WORK TO BE COMPLETED. Copy exactly the run of lines that begins at the line with "Reviewer note: make sure each instance of the tile" and ends at the final line of the entries.

SUPPLIED RECORDS.
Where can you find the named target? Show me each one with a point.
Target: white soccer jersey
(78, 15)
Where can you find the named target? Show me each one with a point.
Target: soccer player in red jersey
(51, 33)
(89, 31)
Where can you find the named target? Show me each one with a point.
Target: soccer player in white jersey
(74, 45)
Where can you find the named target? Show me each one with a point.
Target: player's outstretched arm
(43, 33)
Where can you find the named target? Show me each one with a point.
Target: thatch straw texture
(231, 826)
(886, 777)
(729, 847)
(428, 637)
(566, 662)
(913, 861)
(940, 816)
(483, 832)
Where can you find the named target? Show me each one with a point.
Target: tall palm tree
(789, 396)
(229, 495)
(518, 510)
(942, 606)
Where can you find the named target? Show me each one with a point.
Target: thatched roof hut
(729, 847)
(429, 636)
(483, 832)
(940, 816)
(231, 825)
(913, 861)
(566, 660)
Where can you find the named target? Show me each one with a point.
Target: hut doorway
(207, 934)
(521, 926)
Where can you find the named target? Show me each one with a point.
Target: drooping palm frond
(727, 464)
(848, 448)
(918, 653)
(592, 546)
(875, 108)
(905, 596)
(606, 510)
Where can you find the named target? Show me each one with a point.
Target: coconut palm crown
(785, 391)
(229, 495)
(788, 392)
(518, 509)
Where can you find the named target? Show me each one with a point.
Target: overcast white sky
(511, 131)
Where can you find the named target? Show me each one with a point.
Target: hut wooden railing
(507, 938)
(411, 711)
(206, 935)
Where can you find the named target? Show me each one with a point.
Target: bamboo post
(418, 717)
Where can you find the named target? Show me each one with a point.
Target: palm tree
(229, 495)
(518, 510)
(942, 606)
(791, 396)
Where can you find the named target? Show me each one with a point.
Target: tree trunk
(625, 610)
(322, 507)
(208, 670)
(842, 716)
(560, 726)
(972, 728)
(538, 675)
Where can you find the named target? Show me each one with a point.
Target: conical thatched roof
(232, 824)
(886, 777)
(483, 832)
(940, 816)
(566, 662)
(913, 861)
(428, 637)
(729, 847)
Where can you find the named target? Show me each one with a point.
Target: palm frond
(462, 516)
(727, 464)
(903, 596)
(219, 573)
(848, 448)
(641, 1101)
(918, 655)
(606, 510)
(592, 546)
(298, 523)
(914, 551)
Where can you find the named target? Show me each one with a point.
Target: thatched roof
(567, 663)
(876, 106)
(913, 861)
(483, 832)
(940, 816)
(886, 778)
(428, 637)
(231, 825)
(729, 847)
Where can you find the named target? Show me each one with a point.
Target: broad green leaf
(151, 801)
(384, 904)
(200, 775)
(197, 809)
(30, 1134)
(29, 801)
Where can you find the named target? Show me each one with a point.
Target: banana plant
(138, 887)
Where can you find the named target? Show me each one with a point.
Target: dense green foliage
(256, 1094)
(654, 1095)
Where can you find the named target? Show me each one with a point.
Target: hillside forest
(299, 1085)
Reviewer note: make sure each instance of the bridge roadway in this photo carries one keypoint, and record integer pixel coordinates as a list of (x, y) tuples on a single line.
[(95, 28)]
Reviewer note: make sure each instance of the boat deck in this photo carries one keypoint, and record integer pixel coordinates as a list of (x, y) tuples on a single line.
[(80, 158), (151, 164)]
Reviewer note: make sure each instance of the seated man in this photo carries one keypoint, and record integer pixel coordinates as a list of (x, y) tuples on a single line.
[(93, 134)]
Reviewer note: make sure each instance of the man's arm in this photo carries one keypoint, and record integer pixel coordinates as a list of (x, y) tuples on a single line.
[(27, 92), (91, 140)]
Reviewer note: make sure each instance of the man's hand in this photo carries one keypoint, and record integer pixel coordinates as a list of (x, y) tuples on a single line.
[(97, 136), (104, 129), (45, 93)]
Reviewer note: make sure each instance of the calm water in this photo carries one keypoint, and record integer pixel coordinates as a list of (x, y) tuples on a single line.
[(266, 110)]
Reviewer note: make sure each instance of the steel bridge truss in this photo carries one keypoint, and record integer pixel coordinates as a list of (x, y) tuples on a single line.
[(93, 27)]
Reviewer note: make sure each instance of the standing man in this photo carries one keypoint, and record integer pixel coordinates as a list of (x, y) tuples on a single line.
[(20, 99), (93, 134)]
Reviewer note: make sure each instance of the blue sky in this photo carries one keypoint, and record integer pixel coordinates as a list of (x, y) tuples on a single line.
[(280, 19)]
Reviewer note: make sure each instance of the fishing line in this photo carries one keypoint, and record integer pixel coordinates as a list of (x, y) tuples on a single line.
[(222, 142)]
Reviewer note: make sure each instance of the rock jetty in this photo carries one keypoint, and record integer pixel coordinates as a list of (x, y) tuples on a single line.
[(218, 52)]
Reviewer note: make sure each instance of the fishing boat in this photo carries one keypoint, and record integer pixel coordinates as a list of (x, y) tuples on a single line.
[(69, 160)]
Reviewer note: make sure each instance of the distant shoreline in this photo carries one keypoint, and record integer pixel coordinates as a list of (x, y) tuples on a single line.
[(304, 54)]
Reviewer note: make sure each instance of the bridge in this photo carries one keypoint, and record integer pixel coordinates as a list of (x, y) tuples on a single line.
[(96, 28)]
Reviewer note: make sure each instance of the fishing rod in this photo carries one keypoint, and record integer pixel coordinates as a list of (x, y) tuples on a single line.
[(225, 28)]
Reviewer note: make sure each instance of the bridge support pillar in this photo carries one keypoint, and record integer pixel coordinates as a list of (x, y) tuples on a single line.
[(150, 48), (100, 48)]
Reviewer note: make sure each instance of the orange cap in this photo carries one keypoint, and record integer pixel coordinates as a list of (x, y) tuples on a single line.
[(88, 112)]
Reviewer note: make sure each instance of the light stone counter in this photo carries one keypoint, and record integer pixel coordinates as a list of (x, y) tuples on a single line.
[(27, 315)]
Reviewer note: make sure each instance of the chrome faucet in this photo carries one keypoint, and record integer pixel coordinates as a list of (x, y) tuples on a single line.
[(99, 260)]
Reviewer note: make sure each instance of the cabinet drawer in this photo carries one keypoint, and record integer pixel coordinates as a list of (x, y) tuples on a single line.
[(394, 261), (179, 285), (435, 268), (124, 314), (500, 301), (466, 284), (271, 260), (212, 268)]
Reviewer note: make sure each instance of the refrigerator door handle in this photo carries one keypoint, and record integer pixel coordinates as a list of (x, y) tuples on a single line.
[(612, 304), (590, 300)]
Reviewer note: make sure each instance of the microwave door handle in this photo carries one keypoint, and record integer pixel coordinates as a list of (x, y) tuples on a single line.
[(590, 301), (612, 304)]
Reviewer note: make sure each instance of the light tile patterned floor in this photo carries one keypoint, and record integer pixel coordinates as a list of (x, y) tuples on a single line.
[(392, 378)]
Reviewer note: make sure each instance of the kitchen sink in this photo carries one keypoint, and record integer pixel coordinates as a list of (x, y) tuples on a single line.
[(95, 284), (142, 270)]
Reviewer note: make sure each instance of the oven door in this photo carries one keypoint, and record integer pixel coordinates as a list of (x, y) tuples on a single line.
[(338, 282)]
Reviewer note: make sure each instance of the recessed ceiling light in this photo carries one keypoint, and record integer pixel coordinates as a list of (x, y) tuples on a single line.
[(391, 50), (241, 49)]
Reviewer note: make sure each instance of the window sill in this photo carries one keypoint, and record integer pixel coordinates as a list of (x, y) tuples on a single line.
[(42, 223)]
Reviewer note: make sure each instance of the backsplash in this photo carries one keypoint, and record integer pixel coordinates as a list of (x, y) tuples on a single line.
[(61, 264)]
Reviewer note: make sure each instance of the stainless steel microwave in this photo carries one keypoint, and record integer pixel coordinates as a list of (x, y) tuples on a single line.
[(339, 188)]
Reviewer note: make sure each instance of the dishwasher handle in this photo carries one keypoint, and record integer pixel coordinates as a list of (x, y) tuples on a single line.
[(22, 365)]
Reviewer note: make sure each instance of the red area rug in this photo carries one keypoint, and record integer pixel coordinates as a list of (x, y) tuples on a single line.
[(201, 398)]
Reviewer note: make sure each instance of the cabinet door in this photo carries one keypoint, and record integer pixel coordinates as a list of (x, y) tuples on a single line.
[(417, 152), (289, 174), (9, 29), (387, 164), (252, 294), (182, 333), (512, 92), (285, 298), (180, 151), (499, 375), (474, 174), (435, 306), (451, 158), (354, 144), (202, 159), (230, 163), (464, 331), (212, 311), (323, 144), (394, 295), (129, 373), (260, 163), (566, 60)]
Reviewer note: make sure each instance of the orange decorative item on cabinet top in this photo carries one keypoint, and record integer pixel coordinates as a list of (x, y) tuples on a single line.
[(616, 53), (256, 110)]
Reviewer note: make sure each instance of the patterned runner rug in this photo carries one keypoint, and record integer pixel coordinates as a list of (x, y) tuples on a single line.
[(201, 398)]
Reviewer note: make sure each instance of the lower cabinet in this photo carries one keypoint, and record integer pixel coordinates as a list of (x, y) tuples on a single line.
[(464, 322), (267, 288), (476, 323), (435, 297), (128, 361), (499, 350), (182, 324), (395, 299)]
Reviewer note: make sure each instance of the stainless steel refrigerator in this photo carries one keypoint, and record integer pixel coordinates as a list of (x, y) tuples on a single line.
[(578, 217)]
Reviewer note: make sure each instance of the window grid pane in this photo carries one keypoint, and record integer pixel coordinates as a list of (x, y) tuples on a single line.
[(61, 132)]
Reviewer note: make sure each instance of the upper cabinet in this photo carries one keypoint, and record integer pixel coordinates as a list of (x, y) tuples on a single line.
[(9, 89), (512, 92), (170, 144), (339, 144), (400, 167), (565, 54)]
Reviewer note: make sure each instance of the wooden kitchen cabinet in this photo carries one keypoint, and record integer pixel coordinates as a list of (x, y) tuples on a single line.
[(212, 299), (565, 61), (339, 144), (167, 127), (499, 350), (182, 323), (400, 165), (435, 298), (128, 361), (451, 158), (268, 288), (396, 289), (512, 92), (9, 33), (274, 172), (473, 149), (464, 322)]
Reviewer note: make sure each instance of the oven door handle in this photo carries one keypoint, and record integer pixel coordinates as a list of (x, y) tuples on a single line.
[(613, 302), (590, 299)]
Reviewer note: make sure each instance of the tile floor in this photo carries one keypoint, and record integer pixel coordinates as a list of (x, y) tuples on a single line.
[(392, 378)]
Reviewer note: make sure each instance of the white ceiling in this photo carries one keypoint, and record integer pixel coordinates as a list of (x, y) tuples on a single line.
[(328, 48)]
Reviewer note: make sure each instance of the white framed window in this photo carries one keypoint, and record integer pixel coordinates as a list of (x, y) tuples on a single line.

SOLUTION FOR THIS TASK.
Reviewer note: make sure each instance of the tile floor in this photo carries one keypoint, and record integer pixel coordinates as a list of (x, y) tuples on a single line.
[(392, 378)]
Reviewer note: make sure each instance of the white ceiling in this photo carries one keypoint, and record integer pixel coordinates as a list of (x, y) tuples on a single line.
[(328, 48)]
Reviewer note: make sure each instance of the white framed window in this photo carries one keypoint, and record integer pixel coordinates as a list of (x, y) tuples on a single line.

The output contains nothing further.